-- start TASK INPUT --

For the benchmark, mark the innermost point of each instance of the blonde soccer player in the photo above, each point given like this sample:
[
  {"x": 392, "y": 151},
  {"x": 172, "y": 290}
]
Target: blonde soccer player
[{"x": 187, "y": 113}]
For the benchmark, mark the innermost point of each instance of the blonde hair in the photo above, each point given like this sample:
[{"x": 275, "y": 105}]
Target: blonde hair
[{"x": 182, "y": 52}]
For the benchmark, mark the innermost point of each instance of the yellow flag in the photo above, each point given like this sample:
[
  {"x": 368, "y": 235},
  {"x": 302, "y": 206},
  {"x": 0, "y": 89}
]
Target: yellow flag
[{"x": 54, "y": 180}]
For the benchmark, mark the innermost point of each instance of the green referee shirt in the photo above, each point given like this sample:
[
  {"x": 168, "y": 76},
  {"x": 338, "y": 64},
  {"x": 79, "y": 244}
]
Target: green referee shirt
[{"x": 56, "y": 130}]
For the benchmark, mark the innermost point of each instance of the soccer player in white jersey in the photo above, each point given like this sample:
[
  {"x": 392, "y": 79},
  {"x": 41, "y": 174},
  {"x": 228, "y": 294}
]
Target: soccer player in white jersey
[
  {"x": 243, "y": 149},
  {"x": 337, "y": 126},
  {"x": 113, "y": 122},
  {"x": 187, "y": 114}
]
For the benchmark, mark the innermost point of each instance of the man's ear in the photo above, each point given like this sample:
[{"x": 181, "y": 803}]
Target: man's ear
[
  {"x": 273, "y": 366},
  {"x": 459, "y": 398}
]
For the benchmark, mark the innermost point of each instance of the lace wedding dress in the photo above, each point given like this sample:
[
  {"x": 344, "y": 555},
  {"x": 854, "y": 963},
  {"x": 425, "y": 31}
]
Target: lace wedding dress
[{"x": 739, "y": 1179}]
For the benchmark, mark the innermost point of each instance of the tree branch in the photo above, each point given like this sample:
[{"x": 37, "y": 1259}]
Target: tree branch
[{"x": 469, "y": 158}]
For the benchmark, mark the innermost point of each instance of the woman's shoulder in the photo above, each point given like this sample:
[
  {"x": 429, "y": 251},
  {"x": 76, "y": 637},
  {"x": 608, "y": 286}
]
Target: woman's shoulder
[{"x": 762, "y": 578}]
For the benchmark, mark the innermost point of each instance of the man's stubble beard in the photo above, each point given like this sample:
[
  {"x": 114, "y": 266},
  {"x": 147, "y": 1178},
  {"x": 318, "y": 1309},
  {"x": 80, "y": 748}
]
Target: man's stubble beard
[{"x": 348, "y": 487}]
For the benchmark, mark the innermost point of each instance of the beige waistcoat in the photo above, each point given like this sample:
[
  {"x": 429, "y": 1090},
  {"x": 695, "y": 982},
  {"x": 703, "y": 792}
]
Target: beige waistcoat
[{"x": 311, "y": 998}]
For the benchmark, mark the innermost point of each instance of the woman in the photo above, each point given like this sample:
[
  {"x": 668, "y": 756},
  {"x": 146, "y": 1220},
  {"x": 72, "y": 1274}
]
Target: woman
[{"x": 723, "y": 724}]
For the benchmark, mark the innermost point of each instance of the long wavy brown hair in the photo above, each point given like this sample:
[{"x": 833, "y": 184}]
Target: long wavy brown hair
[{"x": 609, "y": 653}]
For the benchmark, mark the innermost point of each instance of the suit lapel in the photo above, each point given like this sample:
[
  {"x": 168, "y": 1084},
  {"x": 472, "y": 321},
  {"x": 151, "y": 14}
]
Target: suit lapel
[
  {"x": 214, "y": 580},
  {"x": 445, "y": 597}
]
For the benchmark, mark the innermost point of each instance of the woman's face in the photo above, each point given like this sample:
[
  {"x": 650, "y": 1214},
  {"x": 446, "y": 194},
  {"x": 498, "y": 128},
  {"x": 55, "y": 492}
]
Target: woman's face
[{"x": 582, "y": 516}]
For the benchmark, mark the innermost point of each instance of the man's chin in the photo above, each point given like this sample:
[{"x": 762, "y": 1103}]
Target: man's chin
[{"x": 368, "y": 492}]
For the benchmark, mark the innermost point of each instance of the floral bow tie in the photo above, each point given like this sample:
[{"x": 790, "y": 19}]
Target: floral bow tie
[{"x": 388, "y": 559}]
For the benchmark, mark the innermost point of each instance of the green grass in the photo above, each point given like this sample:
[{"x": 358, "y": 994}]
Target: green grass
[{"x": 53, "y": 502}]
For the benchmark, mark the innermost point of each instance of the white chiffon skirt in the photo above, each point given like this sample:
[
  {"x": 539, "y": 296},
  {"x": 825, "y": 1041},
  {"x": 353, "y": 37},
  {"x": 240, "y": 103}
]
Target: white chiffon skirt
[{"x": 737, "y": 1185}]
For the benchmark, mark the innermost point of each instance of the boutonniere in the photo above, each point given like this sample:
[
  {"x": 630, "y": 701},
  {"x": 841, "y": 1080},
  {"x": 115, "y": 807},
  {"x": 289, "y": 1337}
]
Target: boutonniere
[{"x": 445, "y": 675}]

-- end TASK INPUT --

**STATED EXERCISE**
Rewrite the listing above, changing every "innermost point" to "center point" and leaving everything else as it is.

**RESULT FOR THIS TASK**
For the benchmark, mark the center point of each instance of the blonde soccer player in the photo above, each point given like this sample:
[
  {"x": 392, "y": 151},
  {"x": 172, "y": 290}
]
Target: blonde soccer player
[{"x": 187, "y": 113}]
For the benchmark, mark the center point of each instance of the blonde hair in the photo above, each point given like this sample:
[{"x": 275, "y": 105}]
Target: blonde hair
[{"x": 182, "y": 52}]
For the benchmark, mark the center point of each instance of the yellow flag in the photo above, each point given like this sample:
[
  {"x": 368, "y": 235},
  {"x": 302, "y": 206},
  {"x": 0, "y": 89}
]
Target: yellow flag
[{"x": 54, "y": 180}]
For the benchmark, mark the center point of each instance of the green referee shirt in the photo above, each point given like this sample:
[
  {"x": 168, "y": 76},
  {"x": 338, "y": 64},
  {"x": 79, "y": 244}
]
Target: green referee shirt
[{"x": 56, "y": 130}]
For the benchmark, mark the center point of each instance of the soccer player in white jersey in the photo above, each point given like this sample:
[
  {"x": 392, "y": 79},
  {"x": 41, "y": 174},
  {"x": 228, "y": 294}
]
Target: soccer player in white jersey
[
  {"x": 243, "y": 149},
  {"x": 337, "y": 126},
  {"x": 113, "y": 122},
  {"x": 187, "y": 114}
]
For the benchmark, mark the center point of each instance of the man's ear in the photo above, each point given like this sample:
[{"x": 181, "y": 803}]
Target: man's ear
[
  {"x": 273, "y": 366},
  {"x": 459, "y": 398}
]
For the benchmark, mark the center point of each instance of the lace wedding dress in the photo above, each point given like this sample:
[
  {"x": 344, "y": 555},
  {"x": 854, "y": 963},
  {"x": 425, "y": 31}
]
Target: lace wedding dress
[{"x": 739, "y": 1179}]
For the benchmark, mark the center point of each instance of the tree branch in the photo above, each point given like this sample:
[{"x": 37, "y": 1259}]
Target: tree branch
[{"x": 469, "y": 158}]
For the benchmark, mark the center point of each instance of the woman's shoulder in the photo above, each point given like this sample:
[
  {"x": 429, "y": 251},
  {"x": 76, "y": 637},
  {"x": 608, "y": 286}
]
Target: woman's shoulder
[{"x": 762, "y": 578}]
For the benchmark, mark the center point of each instance of the man's stubble beard in the photo above, each point given like this sample:
[
  {"x": 114, "y": 266},
  {"x": 147, "y": 1178},
  {"x": 318, "y": 1309},
  {"x": 80, "y": 748}
]
Target: man's stubble beard
[{"x": 348, "y": 487}]
For the benchmark, mark the center point of each instance of the beige waistcoat in the photo above, each point given like this sample:
[
  {"x": 429, "y": 1090},
  {"x": 695, "y": 982},
  {"x": 703, "y": 792}
]
Target: beige waistcoat
[{"x": 311, "y": 998}]
For the benchmark, mark the center point of each instance of the woman in the photo above, each point given like this sample:
[
  {"x": 668, "y": 756},
  {"x": 146, "y": 1220},
  {"x": 72, "y": 1274}
]
Target: woman
[{"x": 723, "y": 724}]
For the benchmark, mark the center point of each instance of the long wavy brown hair in the photo above, each point given like this sample:
[{"x": 833, "y": 184}]
Target: long wavy brown hair
[{"x": 609, "y": 653}]
For the benchmark, mark the center point of each instance of the suit lapel in the photo above, each point given like this sample:
[
  {"x": 168, "y": 1084},
  {"x": 472, "y": 321},
  {"x": 151, "y": 14}
]
Target: suit lapel
[
  {"x": 214, "y": 580},
  {"x": 445, "y": 597}
]
For the benchmark, mark the center point of each instance of the woman's face in the photo above, each point given like this sample:
[
  {"x": 650, "y": 1214},
  {"x": 446, "y": 194},
  {"x": 498, "y": 128},
  {"x": 55, "y": 492}
]
Target: woman's face
[{"x": 582, "y": 516}]
For the benchmark, mark the center point of each instance of the man's chin in the photo above, each point given like this sample:
[{"x": 762, "y": 1103}]
Target: man's chin
[{"x": 368, "y": 492}]
For the benchmark, mark the center point of each instance of the floral bow tie in the photo above, each point given like this sample:
[{"x": 790, "y": 19}]
Target: floral bow tie
[{"x": 388, "y": 559}]
For the benchmark, mark the center point of each instance of the green grass in the photo above, each point given like this sample:
[{"x": 358, "y": 994}]
Target: green grass
[{"x": 53, "y": 502}]
For the benchmark, mark the center point of each instance of the white chiffon skirt in the photo above, each point given like this sample:
[
  {"x": 539, "y": 296},
  {"x": 825, "y": 1041},
  {"x": 353, "y": 37},
  {"x": 240, "y": 103}
]
Target: white chiffon skirt
[{"x": 737, "y": 1185}]
For the benchmark, mark the center point of each instance of the boutonniere in the photo above, each point given like this sample:
[
  {"x": 630, "y": 701},
  {"x": 841, "y": 1080},
  {"x": 115, "y": 807},
  {"x": 289, "y": 1337}
]
Target: boutonniere
[{"x": 445, "y": 675}]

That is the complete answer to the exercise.